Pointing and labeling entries
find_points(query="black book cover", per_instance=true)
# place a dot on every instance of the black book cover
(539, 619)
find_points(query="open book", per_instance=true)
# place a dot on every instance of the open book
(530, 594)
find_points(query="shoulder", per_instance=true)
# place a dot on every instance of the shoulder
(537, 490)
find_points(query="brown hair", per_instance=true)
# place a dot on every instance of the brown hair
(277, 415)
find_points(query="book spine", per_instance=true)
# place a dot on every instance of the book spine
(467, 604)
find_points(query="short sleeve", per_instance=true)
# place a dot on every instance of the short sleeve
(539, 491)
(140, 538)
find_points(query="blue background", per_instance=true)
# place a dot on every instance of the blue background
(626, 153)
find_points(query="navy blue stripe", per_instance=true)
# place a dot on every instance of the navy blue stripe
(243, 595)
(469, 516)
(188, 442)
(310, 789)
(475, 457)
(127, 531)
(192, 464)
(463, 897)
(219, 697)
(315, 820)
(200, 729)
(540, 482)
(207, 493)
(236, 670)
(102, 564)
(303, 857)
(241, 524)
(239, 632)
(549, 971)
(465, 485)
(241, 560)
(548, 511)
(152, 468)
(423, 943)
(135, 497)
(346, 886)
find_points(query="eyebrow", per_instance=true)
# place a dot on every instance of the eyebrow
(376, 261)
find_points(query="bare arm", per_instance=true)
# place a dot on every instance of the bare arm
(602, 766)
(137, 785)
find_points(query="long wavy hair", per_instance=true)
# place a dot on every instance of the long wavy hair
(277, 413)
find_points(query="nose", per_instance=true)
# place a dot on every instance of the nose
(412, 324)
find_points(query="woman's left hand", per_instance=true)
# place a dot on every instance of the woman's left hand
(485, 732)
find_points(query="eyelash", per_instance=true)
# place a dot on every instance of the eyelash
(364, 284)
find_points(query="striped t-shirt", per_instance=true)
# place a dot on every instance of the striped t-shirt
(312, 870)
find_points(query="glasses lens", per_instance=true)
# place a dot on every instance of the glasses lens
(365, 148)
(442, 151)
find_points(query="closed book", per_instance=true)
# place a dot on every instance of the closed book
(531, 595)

| REQUIRED TASK |
Extract the full set of entries word for word.

| PROBLEM SOLUTION |
find_points(query="black book cover", per_instance=true)
# place a dot on every instance of the black book cover
(539, 619)
find_points(query="open book", per_instance=true)
# place a dot on every instance of the open book
(530, 594)
find_points(query="shoulder", per_instance=true)
# place a dot on every instance of the shoulder
(537, 490)
find_points(query="brown hair", per_instance=true)
# place a dot on every instance of the brown hair
(277, 415)
find_points(query="book spine", per_instance=true)
# place a dot on every instance of the book spine
(467, 604)
find_points(query="short sleeve", per_instance=true)
# place a dot on every instance of the short sleeve
(539, 491)
(140, 538)
find_points(query="blue background", per_instance=true)
# place a dot on every instance of the blue background
(626, 153)
find_points(query="navy blue stripe", per_instance=true)
# place a dot on every instance of the navy blue stripe
(243, 595)
(469, 516)
(188, 442)
(310, 789)
(475, 457)
(127, 531)
(192, 464)
(463, 897)
(219, 697)
(315, 820)
(200, 729)
(540, 482)
(207, 493)
(236, 670)
(102, 564)
(303, 857)
(241, 524)
(239, 632)
(549, 971)
(465, 485)
(241, 560)
(548, 511)
(152, 468)
(423, 943)
(135, 497)
(346, 886)
find_points(query="eyebrow", per_instance=true)
# place a dot on every instance of the eyebrow
(376, 261)
find_points(query="bare arm", per_instance=true)
# place a dot on every instance of the bare arm
(602, 766)
(137, 785)
find_points(query="long wavy hair", per_instance=true)
# place a dot on every instance of the long wavy hair
(277, 413)
find_points(query="nose", per_instance=true)
# place a dot on every instance of the nose
(412, 324)
find_points(query="woman's left hand", per_instance=true)
# place a dot on every instance of the woman's left hand
(485, 732)
find_points(query="eyelash", per_instance=true)
# place a dot on every instance of the eyelash
(364, 284)
find_points(query="striped t-shirt", per_instance=true)
# place a dot on every instance of the striped t-shirt
(312, 870)
find_points(query="glasses lens", per_instance=true)
# place a dot on every instance of the glasses lens
(365, 148)
(442, 151)
find_points(query="closed book", per_instance=true)
# place a dot on every instance of the closed book
(531, 595)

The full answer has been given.